■ PROBLEM ■
Rewrite the records from the line with "For each instance of the player's leg, set" through the end of the records, replacing "marker" with "point" and leaving everything else unchanged. Leave the pictures out of your answer.

■ DATA FOR PROCESSING ■
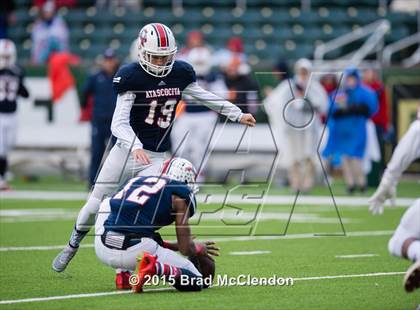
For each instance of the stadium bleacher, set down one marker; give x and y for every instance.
(270, 29)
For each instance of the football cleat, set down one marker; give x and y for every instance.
(63, 258)
(412, 277)
(122, 280)
(146, 267)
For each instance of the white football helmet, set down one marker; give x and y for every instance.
(7, 53)
(156, 40)
(200, 59)
(182, 170)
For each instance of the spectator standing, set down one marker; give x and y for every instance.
(49, 27)
(98, 86)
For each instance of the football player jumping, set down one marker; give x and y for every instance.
(127, 224)
(406, 239)
(11, 86)
(148, 93)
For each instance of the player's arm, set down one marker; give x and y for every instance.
(219, 104)
(407, 150)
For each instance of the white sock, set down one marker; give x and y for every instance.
(413, 252)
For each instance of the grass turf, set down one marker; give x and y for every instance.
(27, 274)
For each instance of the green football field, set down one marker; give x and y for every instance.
(331, 268)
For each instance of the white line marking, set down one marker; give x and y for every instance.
(222, 239)
(214, 198)
(356, 255)
(249, 253)
(14, 301)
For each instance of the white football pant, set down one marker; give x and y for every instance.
(118, 167)
(127, 259)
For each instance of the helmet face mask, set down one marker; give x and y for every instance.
(156, 49)
(181, 170)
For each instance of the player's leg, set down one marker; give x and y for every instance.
(156, 260)
(406, 243)
(155, 167)
(7, 140)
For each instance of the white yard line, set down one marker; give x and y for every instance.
(356, 255)
(250, 253)
(221, 239)
(74, 296)
(213, 198)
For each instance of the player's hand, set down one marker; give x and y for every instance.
(384, 191)
(248, 119)
(141, 156)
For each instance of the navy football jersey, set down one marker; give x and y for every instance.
(144, 205)
(156, 99)
(192, 106)
(11, 86)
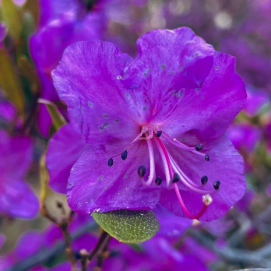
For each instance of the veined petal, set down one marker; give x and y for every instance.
(16, 155)
(225, 165)
(88, 80)
(17, 199)
(208, 110)
(65, 147)
(95, 187)
(167, 61)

■ RIGHT ANSWER ■
For each instance of the player's leg, set down one point; give x and y for every instance.
(156, 260)
(406, 243)
(155, 167)
(7, 140)
For each instance of the white yard line, set down one point; give x and y for every instance.
(356, 255)
(250, 253)
(221, 239)
(74, 296)
(213, 198)
For each instance of the player's hand, set down one point; give x and y for every instance.
(384, 191)
(248, 119)
(141, 156)
For each instance of the navy football jersey, set down one point; give x and y for every instance.
(144, 205)
(156, 99)
(192, 106)
(11, 86)
For each instance of the veined petal, set down one point; give x and y for every instance.
(16, 155)
(225, 165)
(88, 80)
(17, 199)
(208, 110)
(65, 147)
(95, 187)
(167, 61)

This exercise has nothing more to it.